WORK TO COMPLETE:
1) Reproduce the passage of the earthquake package README starting at "Aim of the Package" and ending at "of earthquake epicenters.".
2) According to the earthquake package README, what two visualizations can the package generate?
3) Summarize the earthquake package README in two sentences.
----- SELECTED TEXT
README.md

Travis-CI Build Status

Aim of the Package

The NOAA Significant Earthquake Database1 contains data on destructive earthquakes from 2150 B.C. to the present. The database is available here. This package provides functions to analyze and visualize the NOAA earthquake data. Two visualizations can be generated – a timeline for earthquakes and a map of earthquake epicenters.

Accessing the Package

This package is available on GitHub and can be installed using the devtools package:

library(devtools)
install_github("leigit/earthquakesViz")
library(earthquakesViz)

Example - Read and Clean Data

The NOAA Significant Earthquakes current data file can be downloaded or a data file in txt.gz format is provided with the package. The eq_clean_data() function generates a DATE column, converts the data in several columns to numeric data, and calls the eq_location_clean function to convert the data in the LOCATION_NAME to a format suitable for display. Note that only earthquake data in AD years is available after the cleaning step. To read and clean the data:

#set the location of the file
filename<-system.file("extdata","earthquakes_data.txt.gz",package="earthquakesViz")
----------
----- GIVEN INFORMATION
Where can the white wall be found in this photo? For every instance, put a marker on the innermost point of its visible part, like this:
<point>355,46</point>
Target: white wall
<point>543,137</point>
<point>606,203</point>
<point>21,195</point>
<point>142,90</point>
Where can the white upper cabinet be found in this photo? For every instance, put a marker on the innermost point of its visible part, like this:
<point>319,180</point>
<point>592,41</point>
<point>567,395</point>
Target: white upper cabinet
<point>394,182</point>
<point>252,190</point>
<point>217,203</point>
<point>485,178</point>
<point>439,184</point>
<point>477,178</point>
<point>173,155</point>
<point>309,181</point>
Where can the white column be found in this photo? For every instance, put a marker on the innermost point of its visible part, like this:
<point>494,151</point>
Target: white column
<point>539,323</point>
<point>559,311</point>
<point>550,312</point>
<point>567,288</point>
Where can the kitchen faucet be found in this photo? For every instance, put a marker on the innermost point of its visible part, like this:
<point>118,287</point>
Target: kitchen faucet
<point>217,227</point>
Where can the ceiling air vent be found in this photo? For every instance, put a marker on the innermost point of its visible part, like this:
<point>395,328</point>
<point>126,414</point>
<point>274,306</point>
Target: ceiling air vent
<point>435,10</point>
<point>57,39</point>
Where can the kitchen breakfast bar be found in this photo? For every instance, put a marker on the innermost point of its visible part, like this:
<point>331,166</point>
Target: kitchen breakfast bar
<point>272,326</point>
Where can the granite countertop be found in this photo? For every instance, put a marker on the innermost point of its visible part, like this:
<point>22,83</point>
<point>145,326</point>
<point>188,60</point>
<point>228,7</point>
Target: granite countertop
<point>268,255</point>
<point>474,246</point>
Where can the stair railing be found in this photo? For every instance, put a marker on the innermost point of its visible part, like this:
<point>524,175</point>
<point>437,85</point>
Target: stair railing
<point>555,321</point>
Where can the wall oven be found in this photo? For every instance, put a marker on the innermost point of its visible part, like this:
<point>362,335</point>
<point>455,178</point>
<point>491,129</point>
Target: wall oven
----------
RESULTS:
1)
Aim of the Package

The NOAA Significant Earthquake Database1 contains data on destructive earthquakes from 2150 B.C. to the present. The database is available here. This package provides functions to analyze and visualize the NOAA earthquake data. Two visualizations can be generated – a timeline for earthquakes and a map of earthquake epicenters.

2) A timeline for earthquakes and a map of earthquake epicenters.

3) The package offers functions to analyze and visualize data from the NOAA Significant Earthquake Database, producing an earthquake timeline and a map of epicenters, and it can be installed from GitHub with devtools. Its eq_clean_data() function creates a DATE column, converts several columns to numeric data, and formats location names for display, leaving only earthquakes from AD years after cleaning.